▶ _Problem description_
From the entries below, transcribe exactly the lines between the line holding "helicopter nose, find" and the line holding "Study the picture above. For each instance of the orange", inclusive; skip all other lines.

▶ _Given entries_
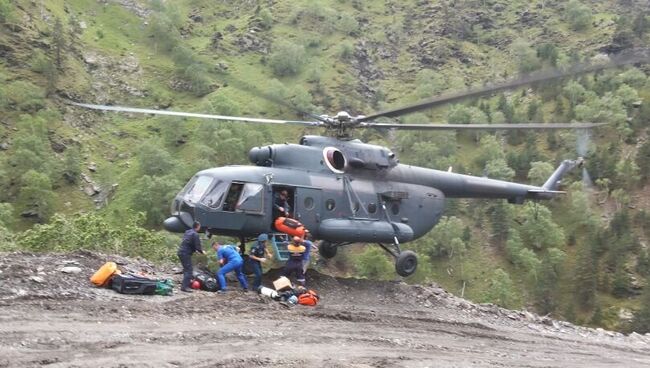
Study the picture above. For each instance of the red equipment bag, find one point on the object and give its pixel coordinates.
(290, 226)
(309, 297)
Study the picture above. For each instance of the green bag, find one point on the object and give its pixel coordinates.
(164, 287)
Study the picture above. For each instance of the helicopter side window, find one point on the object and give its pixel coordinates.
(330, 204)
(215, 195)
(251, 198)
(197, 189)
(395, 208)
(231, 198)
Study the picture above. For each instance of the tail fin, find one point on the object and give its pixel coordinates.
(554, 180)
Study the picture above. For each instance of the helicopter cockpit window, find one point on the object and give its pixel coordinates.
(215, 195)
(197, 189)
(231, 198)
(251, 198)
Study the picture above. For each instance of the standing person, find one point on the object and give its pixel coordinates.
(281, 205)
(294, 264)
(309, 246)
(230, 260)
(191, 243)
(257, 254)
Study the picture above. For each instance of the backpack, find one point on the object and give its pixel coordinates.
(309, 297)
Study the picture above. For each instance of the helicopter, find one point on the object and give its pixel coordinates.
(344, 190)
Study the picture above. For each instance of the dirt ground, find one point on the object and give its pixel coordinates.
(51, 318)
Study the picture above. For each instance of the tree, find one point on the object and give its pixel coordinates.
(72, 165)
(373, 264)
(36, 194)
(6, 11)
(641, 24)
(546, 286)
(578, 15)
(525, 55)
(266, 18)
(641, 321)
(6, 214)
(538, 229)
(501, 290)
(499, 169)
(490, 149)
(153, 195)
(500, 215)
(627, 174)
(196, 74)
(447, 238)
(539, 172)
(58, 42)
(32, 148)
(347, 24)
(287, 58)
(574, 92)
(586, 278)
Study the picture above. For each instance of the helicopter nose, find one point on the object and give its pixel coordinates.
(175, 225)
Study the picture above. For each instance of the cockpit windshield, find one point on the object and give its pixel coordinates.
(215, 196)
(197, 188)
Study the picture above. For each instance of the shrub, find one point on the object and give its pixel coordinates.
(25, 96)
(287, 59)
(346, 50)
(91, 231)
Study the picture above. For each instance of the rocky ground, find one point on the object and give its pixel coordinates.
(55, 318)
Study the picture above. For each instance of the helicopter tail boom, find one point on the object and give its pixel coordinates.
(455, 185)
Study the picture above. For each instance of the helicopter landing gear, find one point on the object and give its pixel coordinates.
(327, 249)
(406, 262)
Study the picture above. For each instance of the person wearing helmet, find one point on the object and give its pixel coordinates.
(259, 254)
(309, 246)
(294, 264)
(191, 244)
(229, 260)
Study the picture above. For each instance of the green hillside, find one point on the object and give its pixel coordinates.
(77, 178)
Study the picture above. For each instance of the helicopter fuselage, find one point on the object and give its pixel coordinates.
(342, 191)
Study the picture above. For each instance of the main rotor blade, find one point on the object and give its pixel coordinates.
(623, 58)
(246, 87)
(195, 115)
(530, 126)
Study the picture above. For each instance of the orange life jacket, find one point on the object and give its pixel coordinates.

--

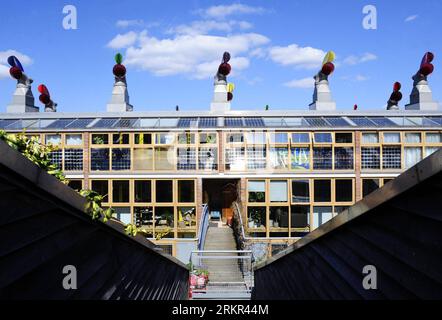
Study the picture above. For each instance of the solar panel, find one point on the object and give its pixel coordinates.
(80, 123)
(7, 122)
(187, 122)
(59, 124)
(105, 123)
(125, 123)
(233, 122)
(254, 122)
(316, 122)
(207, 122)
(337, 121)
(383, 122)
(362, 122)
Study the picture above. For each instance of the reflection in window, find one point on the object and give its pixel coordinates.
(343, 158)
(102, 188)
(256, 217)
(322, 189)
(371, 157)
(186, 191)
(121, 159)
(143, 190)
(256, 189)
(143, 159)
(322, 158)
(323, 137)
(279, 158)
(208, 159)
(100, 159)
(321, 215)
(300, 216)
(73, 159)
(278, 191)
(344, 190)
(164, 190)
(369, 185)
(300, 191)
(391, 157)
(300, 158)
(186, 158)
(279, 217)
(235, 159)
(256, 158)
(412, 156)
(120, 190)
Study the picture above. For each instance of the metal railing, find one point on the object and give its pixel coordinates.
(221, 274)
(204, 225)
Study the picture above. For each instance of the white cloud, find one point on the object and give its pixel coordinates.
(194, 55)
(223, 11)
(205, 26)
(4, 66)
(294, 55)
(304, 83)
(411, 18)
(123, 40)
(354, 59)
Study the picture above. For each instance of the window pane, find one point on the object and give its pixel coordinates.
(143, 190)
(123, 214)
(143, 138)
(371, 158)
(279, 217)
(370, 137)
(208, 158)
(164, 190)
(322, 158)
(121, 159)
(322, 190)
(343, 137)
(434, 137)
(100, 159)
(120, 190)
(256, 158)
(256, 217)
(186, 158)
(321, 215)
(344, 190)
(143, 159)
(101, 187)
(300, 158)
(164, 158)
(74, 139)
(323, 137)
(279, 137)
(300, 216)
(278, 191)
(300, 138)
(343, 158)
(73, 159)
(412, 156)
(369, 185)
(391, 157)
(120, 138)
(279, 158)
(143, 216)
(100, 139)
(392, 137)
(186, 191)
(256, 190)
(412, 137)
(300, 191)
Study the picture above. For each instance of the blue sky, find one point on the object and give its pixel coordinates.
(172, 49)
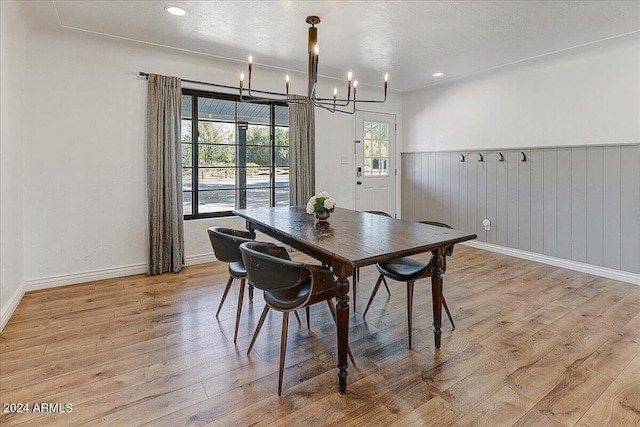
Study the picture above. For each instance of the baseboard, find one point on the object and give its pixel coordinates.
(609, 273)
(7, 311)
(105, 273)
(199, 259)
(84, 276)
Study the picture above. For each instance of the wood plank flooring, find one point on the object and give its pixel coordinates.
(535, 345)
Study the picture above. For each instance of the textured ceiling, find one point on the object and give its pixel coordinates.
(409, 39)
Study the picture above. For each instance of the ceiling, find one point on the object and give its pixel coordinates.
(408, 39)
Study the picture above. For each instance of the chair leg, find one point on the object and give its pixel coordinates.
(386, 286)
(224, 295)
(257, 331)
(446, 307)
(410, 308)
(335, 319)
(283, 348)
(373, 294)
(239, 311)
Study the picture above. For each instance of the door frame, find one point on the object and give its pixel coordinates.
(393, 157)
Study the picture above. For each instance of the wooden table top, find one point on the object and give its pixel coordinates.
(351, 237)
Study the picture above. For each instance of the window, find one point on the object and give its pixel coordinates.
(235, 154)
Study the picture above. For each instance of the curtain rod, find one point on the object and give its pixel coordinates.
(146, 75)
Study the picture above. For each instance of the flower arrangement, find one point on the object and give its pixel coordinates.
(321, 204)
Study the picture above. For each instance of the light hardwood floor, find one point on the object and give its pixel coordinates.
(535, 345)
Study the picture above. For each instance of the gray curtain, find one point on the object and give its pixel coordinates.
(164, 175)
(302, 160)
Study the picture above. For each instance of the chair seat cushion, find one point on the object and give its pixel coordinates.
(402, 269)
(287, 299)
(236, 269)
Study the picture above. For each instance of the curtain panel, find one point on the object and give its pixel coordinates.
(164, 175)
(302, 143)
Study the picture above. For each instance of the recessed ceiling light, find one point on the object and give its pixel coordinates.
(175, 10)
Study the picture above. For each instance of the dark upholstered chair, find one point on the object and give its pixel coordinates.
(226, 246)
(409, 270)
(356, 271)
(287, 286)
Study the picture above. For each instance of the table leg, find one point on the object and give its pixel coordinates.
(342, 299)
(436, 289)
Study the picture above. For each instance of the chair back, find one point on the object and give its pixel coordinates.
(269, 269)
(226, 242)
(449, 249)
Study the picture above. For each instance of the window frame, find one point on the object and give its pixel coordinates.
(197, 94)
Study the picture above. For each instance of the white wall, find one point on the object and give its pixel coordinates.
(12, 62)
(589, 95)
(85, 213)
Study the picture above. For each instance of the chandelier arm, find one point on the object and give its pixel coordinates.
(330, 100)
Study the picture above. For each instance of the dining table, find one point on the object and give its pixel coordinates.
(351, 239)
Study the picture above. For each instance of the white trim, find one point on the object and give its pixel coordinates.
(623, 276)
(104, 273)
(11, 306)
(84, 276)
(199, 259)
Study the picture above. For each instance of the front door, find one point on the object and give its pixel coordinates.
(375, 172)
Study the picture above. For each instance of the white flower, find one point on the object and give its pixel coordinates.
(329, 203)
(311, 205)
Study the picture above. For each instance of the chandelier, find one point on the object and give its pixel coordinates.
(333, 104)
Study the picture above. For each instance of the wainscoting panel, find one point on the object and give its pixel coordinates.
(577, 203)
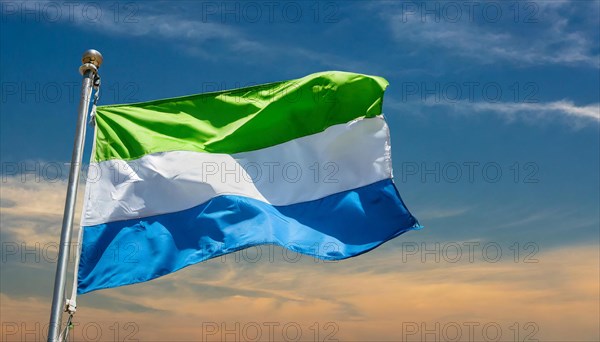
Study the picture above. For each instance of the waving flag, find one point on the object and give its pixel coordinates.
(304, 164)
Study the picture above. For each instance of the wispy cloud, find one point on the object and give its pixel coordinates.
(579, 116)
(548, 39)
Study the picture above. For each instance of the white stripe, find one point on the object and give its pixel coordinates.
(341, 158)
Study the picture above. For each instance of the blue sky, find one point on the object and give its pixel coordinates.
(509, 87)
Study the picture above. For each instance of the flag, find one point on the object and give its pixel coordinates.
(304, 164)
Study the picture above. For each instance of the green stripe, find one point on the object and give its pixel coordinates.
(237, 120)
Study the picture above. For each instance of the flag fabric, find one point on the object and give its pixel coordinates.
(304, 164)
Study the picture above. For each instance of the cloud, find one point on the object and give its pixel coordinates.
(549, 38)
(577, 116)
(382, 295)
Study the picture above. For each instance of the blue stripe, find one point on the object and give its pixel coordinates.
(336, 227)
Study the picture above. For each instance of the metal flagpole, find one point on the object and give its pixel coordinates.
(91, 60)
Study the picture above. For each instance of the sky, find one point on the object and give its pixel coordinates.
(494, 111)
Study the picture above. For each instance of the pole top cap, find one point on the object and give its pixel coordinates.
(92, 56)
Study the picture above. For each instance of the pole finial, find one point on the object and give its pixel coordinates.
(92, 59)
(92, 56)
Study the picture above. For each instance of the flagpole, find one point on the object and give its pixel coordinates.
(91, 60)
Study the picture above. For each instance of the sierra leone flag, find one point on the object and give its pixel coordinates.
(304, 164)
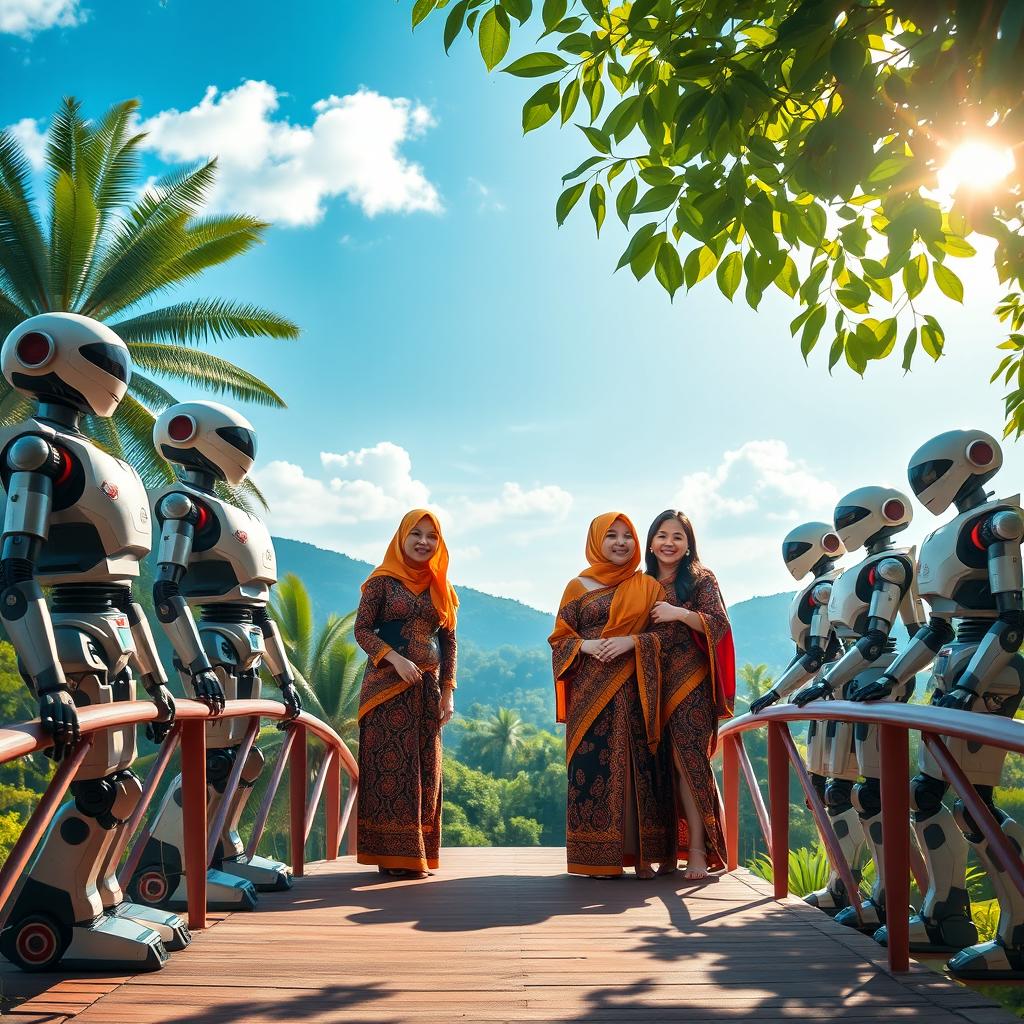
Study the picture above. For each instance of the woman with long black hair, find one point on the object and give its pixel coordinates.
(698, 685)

▶ _Written answer_
Study the picture above. For each instance of the helicopter nose, find one point on the object and give its pixel coordinates.
(175, 225)
Study the picture above. For each instance of the cockpit windshield, find one point on the object and give its pixel coordinates.
(215, 196)
(197, 188)
Study the picture above. For each instance of the shrub, find one point on the object and give its pixel coordinates.
(25, 96)
(287, 59)
(346, 50)
(91, 231)
Study the picture above. For each instance of the rocky ground, find one point on the object and give its pixel coordinates.
(55, 318)
Study the picture above. For each instance of the helicopter tail boom, find one point on the object and give its pixel coordinates.
(455, 185)
Study the picture above. For each instance of the helicopter landing gear, find one point on the object and give its pixel coordinates.
(327, 249)
(406, 262)
Study the picture above. For each instance of the person wearing helmet, find one point on the object and give its pixel coordinates.
(259, 254)
(309, 246)
(294, 264)
(191, 244)
(229, 260)
Study the picture above. For each instance of the green hillside, find one point on the object and give its pixel coordinates.
(77, 178)
Study the picture above. For each instance of the helicopter fuselage, find one point on the object and give its pixel coordinates.
(342, 191)
Study the picture above. For each instance of the main rotor blade, find one point on the object and give its pixel coordinates.
(623, 58)
(246, 87)
(195, 115)
(530, 126)
Study the picture above. For each instance of the orange life jacket, find one point on the object and give its pixel coordinates.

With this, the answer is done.